YOUR TASKS ->
(a) In the news report on Guangzhou, about how many Africans entered or left China through the city in 2017?
(b) Reproduce the news report on Guangzhou word for word, starting with "Guangzhou has long" and going on through "positive for Covid-19.".

EXERCISE PASSAGE ->

The African community in Guangzhou is on edge after widespread accounts were shared on social media of people being left homeless this week, as China's warnings against imported coronavirus cases stoke anti-foreigner sentiment.
In the southern Chinese city, Africans have been evicted from their homes by landlords and turned away from hotels, despite many claiming to have no recent travel history or known contact with Covid-19 patients.
Africans living in Guangzhou many of whom told of the same experiences: being left without a home, being subject to random testing for Covid-19, and being quarantined for 14 days in their homes, despite having no symptoms or contact with known patients.
Health authorities in Guangdong province and the Guangzhou Public Security Bureau did not respond to CNN's request for comment.
The move comes amid heightened media coverage of the so-called second wave of coronavirus cases, emanating from infections outside of China. Earlier this week, Chinese President Xi Jinping urged authorities to carefully watch for imported cases from other countries, state news agency Xinhua reported.
Guangzhou has long had the largest African community in China. Because many Africans in the city have short-term business visas, they travel into China several times a year, making it difficult to calculate the size of the African population the city. But in 2017, approximately 320,000 Africans entered or left China through Guangzhou, according to Xinhua.
A report on April 4 alleged that a Nigerian national with Covid-19 had attacked a Chinese nurse who tried to stop him leaving an isolation ward at a Guangzhou hospital. The report was shared widely on social media, and local Africans CNN spoke to say a racist backlash against the African community followed.
Then on April 7, Guangzhou authorities said five Nigerians had tested positive for Covid-19.
Fearing a cluster among the African community, Guangzhou authorities upgraded the risk level of Yuexiu and Baiyun, the areas home to the city's two African enclaves, from low to medium, state-owned Global Times reported.
The local government Tuesday reported 111 imported cases of Covid-19 in Guangzhou, with 28 patients from the UK and 18 from the US. But in interviews with CNN, Americans and British nationals in Guangzhou said they had not heard reports of forced testing, home evictions and additional quarantine measures being imposed on members of their communities.
The area around Guangzhou is a manufacturing heartland, where many Africans buy cheap goods to sell back home.
Chuk returned seven days before China closed its borders to most foreign nationals, but upon arrival, he says he was told that he needed to enter government quarantine at a hotel for two weeks.

Records from a data source:

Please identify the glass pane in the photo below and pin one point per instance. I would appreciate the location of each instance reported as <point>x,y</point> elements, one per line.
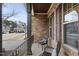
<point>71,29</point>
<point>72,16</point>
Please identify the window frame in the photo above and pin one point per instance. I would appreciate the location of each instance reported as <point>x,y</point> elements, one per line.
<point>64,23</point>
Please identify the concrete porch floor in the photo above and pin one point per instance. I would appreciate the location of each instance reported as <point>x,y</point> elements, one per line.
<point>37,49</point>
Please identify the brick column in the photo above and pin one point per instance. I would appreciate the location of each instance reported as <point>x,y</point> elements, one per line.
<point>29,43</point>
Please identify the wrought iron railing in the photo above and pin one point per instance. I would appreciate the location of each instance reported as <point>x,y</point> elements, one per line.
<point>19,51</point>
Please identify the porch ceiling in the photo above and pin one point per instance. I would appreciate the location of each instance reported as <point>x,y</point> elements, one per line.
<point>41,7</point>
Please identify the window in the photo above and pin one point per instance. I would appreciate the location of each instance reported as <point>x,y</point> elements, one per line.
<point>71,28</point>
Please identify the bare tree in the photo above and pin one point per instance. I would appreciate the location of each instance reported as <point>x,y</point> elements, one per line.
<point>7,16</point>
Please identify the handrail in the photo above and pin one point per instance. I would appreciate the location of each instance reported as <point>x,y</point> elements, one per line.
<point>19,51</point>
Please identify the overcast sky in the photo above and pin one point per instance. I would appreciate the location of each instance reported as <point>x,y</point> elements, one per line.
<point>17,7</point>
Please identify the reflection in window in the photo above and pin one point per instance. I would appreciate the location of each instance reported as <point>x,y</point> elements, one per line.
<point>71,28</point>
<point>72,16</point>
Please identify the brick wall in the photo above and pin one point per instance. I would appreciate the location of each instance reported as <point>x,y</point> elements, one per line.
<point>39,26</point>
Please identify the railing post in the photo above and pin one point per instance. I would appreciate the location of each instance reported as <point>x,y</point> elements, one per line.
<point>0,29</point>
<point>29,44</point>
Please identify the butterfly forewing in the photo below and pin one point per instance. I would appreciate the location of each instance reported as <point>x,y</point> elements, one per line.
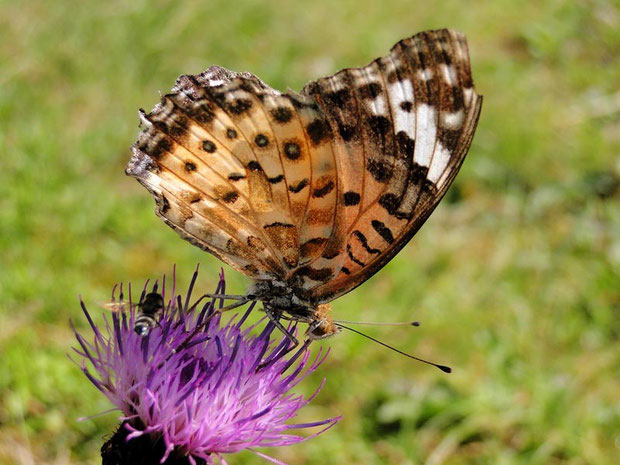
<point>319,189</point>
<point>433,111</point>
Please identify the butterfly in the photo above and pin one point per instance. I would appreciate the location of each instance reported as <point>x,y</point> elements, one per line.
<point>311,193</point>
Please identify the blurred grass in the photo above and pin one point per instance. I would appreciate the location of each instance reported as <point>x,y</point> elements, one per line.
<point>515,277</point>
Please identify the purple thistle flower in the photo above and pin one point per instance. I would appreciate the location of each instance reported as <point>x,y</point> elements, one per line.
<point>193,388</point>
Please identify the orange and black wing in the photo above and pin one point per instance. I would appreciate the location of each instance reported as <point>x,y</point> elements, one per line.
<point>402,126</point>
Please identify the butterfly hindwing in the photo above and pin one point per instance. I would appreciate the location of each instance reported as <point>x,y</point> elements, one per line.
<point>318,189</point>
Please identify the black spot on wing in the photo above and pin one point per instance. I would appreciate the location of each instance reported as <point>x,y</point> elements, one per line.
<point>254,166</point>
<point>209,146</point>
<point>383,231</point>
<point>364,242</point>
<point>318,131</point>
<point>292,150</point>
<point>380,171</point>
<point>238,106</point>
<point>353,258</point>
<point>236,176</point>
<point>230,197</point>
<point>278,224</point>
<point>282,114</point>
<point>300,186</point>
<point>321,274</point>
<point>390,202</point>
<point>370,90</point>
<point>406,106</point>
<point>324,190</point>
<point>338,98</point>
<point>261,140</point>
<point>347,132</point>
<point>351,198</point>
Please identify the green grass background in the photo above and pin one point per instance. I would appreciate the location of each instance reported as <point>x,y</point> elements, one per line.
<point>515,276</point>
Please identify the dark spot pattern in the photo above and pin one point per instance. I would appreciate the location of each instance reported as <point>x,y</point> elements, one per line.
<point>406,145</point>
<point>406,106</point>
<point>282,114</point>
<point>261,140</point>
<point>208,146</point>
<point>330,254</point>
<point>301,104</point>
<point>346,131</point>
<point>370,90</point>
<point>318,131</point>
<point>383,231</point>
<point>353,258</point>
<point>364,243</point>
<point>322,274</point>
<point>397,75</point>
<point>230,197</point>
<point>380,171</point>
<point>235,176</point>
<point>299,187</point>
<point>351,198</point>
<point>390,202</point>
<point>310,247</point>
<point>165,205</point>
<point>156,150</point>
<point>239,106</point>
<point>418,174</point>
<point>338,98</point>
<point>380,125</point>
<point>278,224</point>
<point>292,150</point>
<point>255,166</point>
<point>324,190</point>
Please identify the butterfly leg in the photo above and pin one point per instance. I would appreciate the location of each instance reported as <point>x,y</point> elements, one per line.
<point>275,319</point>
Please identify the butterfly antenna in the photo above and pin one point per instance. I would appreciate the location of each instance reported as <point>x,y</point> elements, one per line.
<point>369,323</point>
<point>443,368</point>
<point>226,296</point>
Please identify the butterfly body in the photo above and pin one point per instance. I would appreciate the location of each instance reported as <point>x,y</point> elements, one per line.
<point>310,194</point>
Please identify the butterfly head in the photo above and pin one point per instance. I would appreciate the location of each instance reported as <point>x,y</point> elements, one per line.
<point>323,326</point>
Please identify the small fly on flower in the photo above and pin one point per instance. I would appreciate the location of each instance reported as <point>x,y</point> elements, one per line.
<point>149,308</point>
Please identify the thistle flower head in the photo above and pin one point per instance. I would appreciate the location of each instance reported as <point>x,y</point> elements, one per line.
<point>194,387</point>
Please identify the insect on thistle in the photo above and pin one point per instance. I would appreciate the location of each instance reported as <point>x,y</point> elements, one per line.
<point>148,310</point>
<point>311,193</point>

...

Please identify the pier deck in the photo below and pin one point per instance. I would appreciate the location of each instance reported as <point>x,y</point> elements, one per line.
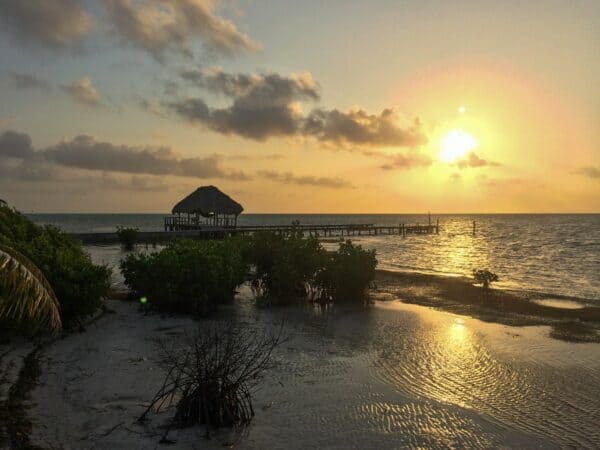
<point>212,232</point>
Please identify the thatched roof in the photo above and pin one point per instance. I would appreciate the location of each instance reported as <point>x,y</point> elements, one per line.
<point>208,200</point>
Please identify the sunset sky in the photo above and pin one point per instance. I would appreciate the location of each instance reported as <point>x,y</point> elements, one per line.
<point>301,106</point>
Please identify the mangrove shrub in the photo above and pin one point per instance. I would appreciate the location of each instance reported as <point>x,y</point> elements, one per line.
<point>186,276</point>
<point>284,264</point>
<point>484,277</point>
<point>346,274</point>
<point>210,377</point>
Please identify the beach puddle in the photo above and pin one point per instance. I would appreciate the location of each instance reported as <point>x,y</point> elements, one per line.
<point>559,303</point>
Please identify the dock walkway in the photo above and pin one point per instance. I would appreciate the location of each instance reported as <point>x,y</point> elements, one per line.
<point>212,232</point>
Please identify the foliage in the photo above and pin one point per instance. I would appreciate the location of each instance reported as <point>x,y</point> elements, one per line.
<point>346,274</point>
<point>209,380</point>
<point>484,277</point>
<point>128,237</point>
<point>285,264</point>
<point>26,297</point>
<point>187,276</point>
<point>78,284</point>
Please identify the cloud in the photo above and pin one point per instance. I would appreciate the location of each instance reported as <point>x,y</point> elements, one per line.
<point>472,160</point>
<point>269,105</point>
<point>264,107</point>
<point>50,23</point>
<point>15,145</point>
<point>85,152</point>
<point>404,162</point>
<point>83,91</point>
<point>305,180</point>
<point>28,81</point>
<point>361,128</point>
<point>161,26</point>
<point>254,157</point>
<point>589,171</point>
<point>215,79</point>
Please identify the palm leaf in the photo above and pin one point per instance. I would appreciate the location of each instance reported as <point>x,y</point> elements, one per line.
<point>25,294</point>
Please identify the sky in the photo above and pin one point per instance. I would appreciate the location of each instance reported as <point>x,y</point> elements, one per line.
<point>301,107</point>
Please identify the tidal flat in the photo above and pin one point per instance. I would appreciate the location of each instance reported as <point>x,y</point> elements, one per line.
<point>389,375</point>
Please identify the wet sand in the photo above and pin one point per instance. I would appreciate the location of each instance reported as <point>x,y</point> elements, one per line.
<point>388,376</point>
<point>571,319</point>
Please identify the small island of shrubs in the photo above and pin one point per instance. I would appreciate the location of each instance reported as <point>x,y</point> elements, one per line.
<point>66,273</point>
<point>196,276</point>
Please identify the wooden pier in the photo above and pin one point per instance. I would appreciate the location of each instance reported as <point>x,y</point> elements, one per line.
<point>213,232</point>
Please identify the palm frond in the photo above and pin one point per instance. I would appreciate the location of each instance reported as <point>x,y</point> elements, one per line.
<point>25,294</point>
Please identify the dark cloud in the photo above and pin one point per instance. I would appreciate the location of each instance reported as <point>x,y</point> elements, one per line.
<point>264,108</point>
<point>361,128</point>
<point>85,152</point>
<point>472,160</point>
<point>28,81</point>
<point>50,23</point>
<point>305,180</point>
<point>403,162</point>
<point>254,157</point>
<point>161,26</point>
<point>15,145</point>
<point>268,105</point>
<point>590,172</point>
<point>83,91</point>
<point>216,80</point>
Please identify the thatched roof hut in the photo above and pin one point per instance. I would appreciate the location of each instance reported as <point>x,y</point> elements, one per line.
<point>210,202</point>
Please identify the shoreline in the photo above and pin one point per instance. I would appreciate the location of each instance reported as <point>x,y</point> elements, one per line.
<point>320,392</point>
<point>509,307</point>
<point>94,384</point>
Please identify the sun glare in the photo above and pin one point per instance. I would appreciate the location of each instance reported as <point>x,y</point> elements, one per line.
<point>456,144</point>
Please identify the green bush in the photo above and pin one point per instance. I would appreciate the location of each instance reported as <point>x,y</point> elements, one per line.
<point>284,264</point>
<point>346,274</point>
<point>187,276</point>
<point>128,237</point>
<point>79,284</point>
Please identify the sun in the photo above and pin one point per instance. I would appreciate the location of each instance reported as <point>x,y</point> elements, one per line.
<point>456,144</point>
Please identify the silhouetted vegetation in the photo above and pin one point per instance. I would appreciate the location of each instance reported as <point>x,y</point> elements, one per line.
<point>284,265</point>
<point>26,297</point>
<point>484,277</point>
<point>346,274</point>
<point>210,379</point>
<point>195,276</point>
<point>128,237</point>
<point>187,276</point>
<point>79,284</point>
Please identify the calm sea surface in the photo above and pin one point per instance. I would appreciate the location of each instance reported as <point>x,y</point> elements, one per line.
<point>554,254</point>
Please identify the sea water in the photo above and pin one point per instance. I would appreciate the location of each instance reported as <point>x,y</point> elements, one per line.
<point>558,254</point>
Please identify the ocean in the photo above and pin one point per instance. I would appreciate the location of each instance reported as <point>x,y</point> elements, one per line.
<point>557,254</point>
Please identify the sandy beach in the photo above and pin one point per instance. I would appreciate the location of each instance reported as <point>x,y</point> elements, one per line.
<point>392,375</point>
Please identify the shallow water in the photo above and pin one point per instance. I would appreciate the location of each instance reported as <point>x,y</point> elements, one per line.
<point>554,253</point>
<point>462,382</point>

TASK ANSWERS ->
(a) About 320,000.

(b)
Guangzhou has long had the largest African community in China. Because many Africans in the city have short-term business visas, they travel into China several times a year, making it difficult to calculate the size of the African population the city. But in 2017, approximately 320,000 Africans entered or left China through Guangzhou, according to Xinhua.
A report on April 4 alleged that a Nigerian national with Covid-19 had attacked a Chinese nurse who tried to stop him leaving an isolation ward at a Guangzhou hospital. The report was shared widely on social media, and local Africans CNN spoke to say a racist backlash against the African community followed.
Then on April 7, Guangzhou authorities said five Nigerians had tested positive for Covid-19.